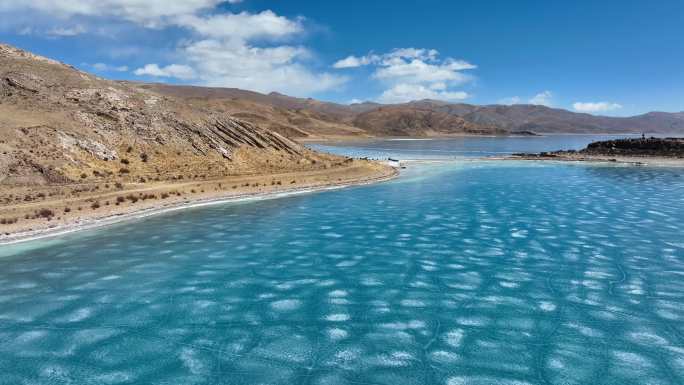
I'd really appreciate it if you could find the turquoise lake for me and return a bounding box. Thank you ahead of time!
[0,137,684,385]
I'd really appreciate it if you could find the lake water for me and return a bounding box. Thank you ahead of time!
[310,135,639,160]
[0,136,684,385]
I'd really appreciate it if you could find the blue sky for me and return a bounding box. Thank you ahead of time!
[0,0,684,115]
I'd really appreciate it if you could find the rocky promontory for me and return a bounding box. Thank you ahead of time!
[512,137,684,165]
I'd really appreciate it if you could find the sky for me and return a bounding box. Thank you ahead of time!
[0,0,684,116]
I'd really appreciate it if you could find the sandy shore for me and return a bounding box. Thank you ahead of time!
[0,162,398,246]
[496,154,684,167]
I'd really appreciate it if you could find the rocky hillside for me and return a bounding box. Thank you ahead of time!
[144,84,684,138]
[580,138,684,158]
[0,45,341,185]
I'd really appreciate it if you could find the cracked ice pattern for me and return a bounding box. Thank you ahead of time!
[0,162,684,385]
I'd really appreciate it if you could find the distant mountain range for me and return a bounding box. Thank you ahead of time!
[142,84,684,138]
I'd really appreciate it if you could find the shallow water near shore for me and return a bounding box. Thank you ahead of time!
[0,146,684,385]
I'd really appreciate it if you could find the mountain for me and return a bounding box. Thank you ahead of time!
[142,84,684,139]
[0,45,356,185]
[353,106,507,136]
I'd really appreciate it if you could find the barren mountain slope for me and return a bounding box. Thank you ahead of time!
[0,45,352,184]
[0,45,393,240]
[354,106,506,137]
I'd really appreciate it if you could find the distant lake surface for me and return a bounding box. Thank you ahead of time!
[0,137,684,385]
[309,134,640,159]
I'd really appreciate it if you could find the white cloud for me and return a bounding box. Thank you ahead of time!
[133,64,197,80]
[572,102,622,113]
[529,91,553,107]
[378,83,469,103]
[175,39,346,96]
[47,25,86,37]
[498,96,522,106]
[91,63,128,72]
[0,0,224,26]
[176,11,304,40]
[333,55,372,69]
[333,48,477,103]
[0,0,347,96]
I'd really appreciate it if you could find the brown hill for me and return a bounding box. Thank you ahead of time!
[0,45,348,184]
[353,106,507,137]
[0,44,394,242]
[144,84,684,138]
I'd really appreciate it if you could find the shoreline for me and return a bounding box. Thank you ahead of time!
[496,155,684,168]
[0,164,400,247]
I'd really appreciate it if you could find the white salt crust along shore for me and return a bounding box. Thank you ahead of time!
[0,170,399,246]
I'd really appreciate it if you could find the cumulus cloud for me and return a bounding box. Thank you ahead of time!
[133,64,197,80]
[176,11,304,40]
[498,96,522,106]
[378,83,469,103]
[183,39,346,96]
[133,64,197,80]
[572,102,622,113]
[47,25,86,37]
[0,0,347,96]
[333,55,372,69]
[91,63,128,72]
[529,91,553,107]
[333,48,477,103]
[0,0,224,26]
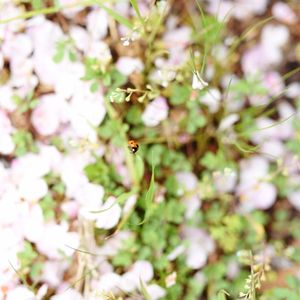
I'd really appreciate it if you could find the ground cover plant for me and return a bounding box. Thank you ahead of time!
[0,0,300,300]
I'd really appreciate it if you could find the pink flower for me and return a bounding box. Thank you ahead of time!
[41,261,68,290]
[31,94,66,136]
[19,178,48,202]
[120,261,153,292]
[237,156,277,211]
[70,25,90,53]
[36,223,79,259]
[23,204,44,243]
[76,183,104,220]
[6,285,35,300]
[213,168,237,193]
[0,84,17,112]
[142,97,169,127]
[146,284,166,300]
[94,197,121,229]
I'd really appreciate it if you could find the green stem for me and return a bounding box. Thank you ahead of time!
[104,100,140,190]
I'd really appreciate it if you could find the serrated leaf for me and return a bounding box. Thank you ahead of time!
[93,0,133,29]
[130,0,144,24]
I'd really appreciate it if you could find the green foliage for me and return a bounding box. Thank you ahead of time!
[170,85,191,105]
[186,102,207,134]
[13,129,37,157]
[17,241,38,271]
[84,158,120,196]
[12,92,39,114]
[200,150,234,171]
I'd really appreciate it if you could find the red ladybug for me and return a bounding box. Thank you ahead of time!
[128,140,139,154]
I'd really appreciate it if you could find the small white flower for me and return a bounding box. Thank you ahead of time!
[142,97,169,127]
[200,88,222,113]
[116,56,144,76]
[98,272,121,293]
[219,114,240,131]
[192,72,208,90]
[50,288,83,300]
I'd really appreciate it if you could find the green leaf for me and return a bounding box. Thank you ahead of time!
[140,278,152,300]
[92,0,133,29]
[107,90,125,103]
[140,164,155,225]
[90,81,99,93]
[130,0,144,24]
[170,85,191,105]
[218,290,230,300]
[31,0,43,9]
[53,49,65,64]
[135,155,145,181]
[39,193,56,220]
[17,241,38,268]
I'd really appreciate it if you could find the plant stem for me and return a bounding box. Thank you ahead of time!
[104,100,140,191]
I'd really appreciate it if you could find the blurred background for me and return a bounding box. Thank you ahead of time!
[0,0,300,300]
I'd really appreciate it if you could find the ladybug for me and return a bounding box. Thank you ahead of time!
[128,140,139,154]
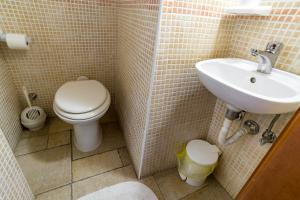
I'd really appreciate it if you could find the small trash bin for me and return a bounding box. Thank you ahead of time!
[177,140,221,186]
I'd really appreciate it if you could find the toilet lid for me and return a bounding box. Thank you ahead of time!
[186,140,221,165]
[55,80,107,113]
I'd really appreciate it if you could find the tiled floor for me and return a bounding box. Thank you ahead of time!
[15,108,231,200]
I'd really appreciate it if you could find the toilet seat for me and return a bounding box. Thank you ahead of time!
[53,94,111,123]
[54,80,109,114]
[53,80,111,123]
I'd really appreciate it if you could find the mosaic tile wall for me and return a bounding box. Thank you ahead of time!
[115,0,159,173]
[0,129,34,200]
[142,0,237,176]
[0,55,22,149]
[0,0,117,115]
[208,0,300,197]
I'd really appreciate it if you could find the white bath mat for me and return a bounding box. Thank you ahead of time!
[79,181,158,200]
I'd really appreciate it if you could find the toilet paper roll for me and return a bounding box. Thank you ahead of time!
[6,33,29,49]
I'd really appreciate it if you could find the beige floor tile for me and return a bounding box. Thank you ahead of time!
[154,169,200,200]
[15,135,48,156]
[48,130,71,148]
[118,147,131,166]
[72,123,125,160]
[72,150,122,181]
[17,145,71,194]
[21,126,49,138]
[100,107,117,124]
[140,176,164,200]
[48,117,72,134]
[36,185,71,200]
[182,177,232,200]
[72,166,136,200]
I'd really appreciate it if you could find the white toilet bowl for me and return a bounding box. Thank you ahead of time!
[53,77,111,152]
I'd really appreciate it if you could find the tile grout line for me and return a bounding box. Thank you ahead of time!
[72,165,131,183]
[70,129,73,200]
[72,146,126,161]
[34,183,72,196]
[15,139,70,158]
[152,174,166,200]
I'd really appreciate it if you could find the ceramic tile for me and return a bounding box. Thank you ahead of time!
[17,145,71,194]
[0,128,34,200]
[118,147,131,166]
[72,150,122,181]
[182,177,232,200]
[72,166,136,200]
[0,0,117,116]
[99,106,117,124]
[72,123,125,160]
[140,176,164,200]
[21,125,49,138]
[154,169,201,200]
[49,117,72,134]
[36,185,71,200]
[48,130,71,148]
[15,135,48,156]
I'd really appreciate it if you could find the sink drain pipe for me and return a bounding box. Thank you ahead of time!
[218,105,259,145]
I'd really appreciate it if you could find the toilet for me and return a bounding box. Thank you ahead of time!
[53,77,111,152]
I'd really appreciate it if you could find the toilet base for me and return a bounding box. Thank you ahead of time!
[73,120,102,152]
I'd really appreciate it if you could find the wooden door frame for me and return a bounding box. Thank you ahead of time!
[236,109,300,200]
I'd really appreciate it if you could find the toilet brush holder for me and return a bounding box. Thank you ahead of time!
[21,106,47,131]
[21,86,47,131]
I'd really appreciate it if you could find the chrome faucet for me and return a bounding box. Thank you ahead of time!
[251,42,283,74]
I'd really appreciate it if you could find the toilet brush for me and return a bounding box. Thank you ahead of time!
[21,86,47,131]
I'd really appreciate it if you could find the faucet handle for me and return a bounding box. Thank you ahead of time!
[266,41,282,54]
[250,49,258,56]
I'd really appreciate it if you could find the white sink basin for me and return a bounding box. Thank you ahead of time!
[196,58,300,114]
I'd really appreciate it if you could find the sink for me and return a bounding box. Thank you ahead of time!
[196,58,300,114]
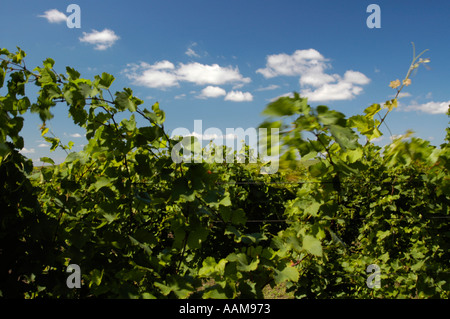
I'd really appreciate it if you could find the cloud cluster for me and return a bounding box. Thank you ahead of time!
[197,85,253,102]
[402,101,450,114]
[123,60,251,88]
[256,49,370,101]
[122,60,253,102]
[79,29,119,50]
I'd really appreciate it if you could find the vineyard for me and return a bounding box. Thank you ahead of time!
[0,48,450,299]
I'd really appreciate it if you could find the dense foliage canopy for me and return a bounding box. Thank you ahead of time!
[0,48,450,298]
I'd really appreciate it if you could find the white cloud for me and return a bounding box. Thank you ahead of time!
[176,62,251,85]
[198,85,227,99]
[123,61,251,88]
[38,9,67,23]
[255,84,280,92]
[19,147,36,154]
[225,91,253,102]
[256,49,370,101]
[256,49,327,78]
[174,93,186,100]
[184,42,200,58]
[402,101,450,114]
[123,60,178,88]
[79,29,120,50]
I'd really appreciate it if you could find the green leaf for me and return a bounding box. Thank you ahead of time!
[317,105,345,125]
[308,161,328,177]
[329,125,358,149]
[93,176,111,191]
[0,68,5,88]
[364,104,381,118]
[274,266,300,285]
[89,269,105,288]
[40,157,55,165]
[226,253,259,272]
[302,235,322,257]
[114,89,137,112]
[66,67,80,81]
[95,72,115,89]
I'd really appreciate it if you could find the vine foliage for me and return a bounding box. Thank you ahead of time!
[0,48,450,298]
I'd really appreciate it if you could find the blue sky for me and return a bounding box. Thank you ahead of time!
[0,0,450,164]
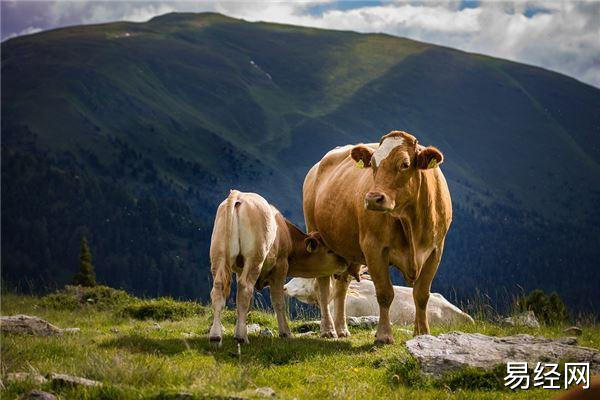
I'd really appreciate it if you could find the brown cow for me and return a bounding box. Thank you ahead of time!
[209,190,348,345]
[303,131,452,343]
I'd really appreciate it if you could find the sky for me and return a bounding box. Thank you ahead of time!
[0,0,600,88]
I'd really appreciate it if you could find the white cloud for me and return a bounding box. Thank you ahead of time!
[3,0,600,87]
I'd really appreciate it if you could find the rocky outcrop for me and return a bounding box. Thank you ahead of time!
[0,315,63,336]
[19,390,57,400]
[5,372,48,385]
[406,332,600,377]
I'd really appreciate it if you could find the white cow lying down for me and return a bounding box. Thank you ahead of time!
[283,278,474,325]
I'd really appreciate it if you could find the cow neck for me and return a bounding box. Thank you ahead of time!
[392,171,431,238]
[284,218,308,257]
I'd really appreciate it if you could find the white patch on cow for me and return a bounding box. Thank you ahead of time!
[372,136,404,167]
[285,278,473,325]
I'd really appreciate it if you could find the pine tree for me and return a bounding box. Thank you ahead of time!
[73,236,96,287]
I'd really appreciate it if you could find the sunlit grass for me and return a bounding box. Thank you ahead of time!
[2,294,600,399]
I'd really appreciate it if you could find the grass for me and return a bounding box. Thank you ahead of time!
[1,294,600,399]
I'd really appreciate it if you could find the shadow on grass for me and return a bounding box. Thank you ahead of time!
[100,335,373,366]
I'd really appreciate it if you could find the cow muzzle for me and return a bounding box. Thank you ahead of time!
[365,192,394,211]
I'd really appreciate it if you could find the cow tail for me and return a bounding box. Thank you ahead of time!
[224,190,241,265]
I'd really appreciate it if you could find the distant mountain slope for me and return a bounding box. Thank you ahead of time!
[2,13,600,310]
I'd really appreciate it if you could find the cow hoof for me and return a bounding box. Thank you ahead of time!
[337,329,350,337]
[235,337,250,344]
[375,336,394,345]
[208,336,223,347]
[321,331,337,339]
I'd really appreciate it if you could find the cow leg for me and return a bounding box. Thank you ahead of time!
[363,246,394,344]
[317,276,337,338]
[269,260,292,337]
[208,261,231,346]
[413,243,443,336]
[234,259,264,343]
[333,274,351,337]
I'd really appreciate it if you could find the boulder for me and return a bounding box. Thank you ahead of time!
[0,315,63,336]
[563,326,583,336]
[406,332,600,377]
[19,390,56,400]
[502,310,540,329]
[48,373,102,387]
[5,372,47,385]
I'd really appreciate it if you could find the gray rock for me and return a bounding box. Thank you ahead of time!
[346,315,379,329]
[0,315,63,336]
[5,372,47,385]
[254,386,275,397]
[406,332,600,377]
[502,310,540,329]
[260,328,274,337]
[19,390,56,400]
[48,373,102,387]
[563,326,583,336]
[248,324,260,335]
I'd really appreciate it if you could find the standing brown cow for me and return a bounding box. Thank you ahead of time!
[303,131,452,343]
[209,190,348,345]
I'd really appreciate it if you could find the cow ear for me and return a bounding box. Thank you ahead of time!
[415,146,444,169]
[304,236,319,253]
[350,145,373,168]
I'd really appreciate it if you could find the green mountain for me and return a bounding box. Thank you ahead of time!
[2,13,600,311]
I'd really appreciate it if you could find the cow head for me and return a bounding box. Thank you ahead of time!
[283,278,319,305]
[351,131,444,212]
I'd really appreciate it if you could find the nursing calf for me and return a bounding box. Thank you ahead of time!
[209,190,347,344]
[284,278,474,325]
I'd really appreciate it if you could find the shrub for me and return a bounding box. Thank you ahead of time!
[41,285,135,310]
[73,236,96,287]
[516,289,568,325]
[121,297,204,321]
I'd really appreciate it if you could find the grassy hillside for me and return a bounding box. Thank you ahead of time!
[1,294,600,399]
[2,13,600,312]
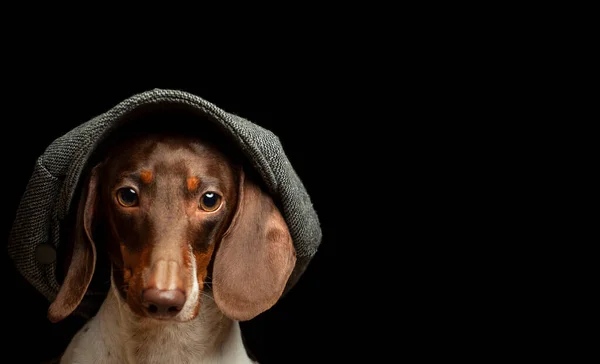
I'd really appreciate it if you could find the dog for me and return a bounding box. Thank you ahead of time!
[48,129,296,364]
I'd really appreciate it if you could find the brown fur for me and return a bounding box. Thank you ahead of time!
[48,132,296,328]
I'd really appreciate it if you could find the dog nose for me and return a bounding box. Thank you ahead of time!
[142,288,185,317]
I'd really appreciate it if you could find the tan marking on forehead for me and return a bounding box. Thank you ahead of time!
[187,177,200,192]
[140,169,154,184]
*****
WRITTEN PROBLEM
Print the rows from the very first one up to and including the line that contains "[0,0,684,115]", leaving out the pictures.

FULL SOLUTION
I'd really appreciate it if you could find the turquoise lake for me and return a bounding box. Thank you ahead of time!
[0,137,684,385]
I'd really appreciate it if you could find the lake water for me and return a bounding box. Thank you ahead of time!
[310,135,639,160]
[0,136,684,385]
I'd really appreciate it if you could find the blue sky for me and return a bounding box. Thank you ahead of time!
[0,0,684,115]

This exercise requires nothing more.